**To do:**
Everything below from the line with "Reviewer note: check that every instance of the quay" to the last line, both included, is to be written out exactly, with nothing added.

**Entries shown:**
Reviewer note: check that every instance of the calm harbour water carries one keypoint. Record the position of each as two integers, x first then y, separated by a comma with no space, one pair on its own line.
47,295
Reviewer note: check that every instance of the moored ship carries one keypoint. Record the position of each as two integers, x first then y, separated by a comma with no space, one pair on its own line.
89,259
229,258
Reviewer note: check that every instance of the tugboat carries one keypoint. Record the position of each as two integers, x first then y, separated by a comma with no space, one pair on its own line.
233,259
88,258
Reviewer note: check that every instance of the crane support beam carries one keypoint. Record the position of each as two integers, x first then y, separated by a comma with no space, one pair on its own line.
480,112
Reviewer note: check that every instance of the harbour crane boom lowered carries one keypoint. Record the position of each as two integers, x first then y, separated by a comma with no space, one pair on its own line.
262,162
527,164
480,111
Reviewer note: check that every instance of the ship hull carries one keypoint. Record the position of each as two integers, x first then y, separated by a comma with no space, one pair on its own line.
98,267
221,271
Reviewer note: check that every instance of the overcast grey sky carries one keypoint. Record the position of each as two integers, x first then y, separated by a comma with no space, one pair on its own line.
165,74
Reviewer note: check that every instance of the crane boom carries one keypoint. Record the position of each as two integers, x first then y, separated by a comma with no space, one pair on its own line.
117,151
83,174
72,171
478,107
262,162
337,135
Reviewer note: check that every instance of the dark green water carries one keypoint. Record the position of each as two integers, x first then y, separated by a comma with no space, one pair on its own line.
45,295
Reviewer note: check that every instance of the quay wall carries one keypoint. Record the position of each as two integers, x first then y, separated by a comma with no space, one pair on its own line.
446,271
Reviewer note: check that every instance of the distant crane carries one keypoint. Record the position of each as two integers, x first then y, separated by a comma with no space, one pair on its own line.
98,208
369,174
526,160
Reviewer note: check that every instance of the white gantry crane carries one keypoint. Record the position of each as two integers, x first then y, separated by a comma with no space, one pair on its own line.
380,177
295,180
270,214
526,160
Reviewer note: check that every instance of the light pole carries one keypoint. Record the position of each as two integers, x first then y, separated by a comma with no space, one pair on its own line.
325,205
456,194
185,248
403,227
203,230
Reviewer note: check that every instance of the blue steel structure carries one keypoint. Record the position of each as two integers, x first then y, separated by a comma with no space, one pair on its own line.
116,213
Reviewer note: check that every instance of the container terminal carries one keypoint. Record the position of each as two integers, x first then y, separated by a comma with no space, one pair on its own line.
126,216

**Answer space:**
Reviewer note: check that every instance of the quay wall carries one keypoint. Record the position of each as two integers, x first then y, separated by a comma with no space, one pair on its own line.
446,271
Reviewer note: check that every instance of the distant crane carries one keypoint. Record the position of each as two integers, x first then y, separated by a comma with no space, one pair on its own line.
98,208
369,174
526,160
Reviewer note: check that every instance of the white gantry crane carries one keypoint. Record the position of each as two integers, x first then y, separated by a comma with no space, one pair on its own line.
380,177
295,180
270,214
526,160
Reviewer note: check that every instance of the light pole carries one keypoint. Record the position of each as two integers, x first then y, separated by a comma with no space, one pair on its own line.
325,205
456,194
185,248
403,227
203,230
Reviewer note: check that every instance of the blue steel structure carries one keypoint. Record the position of each as two integers, x first then y, separated by a comma with no space, one pair on its own line.
116,213
Reviewer note: check that every instance of the container terminal carries one keypoint. Record the position of each as two integers, x first then y, separated by a comma with no space, one pair on its own line.
126,216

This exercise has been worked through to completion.